### Provided records
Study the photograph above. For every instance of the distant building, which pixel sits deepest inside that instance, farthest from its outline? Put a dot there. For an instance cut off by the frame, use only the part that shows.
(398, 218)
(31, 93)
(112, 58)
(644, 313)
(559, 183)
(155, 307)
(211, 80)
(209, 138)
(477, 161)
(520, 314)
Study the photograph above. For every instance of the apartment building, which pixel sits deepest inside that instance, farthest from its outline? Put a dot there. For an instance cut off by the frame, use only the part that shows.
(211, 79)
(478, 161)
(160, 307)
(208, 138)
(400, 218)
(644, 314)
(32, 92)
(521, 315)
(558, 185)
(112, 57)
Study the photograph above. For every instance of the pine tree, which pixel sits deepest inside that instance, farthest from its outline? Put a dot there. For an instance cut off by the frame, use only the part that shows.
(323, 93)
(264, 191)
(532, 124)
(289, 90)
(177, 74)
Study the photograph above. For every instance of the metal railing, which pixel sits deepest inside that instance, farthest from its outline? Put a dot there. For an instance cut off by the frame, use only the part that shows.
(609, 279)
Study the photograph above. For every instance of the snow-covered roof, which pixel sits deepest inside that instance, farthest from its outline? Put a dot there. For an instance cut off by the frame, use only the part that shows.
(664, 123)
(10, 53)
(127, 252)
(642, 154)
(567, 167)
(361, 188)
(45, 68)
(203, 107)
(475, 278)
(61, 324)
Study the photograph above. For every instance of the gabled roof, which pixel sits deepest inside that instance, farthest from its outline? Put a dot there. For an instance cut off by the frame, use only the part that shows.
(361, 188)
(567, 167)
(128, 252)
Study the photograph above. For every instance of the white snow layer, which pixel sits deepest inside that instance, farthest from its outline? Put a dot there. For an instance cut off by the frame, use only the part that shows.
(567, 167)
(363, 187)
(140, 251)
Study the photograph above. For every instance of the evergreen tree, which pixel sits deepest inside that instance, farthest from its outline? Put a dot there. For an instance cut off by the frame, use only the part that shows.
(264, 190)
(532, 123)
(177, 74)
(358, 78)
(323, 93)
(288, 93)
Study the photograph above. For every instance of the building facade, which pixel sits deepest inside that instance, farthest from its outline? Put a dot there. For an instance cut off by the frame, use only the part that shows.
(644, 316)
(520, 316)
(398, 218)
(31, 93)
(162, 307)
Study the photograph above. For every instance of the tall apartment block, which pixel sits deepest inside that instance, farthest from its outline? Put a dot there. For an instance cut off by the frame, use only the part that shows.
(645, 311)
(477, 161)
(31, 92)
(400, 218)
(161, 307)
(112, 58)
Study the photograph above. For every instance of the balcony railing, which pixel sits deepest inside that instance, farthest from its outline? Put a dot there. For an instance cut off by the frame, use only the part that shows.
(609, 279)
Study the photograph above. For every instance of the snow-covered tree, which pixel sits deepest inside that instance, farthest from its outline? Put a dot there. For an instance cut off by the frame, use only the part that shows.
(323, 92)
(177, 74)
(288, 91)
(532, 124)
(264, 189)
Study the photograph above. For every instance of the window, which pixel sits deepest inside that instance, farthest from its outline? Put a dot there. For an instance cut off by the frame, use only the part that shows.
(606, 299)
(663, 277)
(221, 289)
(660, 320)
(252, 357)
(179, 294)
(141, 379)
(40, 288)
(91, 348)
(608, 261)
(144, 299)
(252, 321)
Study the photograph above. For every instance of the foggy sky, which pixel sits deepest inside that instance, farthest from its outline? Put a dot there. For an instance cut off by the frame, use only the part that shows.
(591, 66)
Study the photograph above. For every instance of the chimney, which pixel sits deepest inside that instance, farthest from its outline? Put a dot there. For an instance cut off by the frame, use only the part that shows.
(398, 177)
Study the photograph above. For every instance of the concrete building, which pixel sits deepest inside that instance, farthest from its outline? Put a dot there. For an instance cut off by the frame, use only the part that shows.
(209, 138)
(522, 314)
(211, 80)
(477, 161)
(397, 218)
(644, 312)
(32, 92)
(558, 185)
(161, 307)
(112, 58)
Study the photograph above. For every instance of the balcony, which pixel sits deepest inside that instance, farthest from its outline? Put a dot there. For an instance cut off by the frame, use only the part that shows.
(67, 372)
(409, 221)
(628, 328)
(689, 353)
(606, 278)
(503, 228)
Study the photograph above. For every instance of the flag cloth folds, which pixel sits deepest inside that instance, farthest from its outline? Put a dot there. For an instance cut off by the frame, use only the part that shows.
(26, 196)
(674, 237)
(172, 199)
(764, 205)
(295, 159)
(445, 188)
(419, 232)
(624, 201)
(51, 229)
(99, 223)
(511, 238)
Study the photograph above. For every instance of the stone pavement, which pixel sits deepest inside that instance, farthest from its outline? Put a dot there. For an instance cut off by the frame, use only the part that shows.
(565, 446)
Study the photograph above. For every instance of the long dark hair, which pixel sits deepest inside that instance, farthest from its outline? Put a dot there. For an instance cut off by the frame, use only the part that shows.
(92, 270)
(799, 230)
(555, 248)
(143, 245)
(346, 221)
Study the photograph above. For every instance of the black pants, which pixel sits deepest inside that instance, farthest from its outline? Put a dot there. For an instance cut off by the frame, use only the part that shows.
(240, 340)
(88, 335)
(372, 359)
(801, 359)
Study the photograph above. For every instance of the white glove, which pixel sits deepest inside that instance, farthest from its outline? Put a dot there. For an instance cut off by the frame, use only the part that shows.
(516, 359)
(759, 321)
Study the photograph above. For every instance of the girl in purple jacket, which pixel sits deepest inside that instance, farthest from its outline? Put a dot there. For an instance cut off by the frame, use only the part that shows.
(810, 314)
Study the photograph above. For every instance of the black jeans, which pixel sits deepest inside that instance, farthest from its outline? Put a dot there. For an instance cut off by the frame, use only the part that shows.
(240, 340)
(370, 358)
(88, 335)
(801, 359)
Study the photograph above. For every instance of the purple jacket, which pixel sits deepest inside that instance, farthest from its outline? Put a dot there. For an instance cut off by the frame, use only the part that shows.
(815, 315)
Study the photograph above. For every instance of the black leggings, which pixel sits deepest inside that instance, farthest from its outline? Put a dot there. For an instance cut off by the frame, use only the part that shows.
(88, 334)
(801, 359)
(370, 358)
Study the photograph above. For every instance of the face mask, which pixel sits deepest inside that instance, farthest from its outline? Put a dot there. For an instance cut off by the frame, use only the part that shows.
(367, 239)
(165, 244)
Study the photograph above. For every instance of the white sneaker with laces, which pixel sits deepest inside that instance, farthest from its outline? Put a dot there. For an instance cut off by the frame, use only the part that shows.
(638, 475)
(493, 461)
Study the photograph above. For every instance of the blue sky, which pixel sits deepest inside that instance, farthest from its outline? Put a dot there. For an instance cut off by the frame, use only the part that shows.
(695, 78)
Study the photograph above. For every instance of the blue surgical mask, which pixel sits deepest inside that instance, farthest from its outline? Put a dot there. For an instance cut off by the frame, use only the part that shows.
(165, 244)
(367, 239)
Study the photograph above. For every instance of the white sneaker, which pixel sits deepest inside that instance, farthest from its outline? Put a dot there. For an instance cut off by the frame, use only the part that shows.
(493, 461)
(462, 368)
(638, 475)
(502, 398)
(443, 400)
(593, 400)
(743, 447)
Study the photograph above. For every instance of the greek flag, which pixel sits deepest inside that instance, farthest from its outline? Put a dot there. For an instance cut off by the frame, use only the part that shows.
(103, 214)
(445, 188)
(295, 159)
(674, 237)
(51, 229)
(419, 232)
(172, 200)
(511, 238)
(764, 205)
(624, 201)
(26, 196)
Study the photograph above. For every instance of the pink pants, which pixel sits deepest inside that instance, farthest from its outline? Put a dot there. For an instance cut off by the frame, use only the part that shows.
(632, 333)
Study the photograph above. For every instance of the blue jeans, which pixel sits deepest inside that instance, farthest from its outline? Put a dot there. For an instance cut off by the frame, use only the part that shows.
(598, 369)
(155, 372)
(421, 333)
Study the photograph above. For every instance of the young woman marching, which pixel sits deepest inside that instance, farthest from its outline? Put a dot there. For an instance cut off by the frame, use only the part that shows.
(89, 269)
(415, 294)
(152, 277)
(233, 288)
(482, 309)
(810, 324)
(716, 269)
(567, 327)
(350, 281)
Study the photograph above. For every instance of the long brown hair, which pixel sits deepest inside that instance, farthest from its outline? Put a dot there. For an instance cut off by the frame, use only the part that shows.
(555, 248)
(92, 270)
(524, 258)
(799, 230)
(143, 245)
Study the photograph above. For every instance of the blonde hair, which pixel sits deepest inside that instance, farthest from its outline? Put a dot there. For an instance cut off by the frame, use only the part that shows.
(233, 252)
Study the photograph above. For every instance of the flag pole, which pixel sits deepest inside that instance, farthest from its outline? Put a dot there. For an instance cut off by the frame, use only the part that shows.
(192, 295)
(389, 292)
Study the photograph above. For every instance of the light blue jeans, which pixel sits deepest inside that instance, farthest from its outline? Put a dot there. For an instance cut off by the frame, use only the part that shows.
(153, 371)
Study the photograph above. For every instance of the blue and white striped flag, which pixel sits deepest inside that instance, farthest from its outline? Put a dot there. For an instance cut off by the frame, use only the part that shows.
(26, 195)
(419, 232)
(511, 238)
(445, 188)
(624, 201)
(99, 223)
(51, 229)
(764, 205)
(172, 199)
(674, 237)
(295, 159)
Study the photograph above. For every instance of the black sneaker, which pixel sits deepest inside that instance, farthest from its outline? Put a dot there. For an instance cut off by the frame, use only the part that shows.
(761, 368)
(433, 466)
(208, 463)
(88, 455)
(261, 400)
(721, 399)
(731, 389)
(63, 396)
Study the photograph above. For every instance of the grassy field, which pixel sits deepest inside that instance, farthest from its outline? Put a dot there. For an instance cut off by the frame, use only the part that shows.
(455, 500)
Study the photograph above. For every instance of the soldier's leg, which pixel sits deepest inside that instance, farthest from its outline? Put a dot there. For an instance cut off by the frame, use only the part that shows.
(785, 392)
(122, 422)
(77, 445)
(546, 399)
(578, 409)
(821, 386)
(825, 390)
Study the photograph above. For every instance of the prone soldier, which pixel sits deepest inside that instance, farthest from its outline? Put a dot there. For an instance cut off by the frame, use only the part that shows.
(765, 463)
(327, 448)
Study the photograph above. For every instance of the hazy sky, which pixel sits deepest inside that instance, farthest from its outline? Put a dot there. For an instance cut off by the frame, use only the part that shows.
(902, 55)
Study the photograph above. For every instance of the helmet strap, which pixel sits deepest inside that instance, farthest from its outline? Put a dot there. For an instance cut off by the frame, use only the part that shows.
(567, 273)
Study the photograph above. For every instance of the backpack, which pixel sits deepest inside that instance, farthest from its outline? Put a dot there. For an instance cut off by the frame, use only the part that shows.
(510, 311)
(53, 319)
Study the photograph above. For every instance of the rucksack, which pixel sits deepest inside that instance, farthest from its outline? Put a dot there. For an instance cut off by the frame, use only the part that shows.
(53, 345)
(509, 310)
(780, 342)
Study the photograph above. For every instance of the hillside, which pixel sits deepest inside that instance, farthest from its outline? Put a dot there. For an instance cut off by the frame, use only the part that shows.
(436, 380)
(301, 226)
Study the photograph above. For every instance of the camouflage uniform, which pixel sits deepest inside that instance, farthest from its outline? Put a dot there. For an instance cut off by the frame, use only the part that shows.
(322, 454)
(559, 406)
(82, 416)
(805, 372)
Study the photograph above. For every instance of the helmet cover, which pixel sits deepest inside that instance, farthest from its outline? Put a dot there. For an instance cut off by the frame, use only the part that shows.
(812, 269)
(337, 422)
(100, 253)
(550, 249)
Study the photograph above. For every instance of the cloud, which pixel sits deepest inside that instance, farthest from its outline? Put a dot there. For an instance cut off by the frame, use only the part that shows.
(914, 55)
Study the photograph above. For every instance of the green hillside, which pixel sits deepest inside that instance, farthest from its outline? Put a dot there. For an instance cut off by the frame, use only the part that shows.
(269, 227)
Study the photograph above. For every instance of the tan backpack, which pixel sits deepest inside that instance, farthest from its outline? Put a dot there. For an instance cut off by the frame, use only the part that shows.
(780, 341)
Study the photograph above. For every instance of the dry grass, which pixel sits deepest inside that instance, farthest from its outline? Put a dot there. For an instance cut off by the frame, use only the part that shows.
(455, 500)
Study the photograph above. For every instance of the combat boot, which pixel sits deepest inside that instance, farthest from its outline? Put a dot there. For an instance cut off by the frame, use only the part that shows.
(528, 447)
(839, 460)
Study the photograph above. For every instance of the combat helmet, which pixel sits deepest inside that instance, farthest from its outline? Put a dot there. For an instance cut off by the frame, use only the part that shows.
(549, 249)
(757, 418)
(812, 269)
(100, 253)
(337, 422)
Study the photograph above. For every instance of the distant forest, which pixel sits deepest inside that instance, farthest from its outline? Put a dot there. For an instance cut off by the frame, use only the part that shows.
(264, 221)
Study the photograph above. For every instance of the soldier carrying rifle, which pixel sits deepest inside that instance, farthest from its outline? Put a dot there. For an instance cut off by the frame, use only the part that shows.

### Requirements
Reproduce word for word the lines from the one containing "Study the photograph above. For every instance of the dry" through the end of the lines above, including both of those lines.

### Response
Study the photograph above. For every instance of the dry grass, which pixel sits deepest inside that instance, farthest from its outline? Put a dot there. For an instance cut off by the frame, use only the part that shows.
(455, 500)
Study the photograph above. For every instance of the combat boot, which pixel sits deepest inside that instance, farthest from its outline? Put a dot there. For an instance cut off by the frame, use only the part that shows.
(528, 447)
(839, 460)
Study the photograph above. For every instance of the combat helmet, which pixel sits deepest inside that instance, farthest from its outline? Put a dot there. For an instance cut off by the frame, use only the part that shows.
(549, 249)
(757, 418)
(812, 269)
(100, 253)
(337, 422)
Study the photograph above. For every instance of the distant forest, which pixel sits deepest inside that instance, farthest from its outline? Put a dot there. For an instance cut off by the frame, use only the part that shows.
(264, 221)
Study the photograph above. For every instance of the soldier carrying rifle, which pixel sits deepest inside that instance, farthest from its outline? Put a dot there. For an instance cut off by the frame, use only the part that shows.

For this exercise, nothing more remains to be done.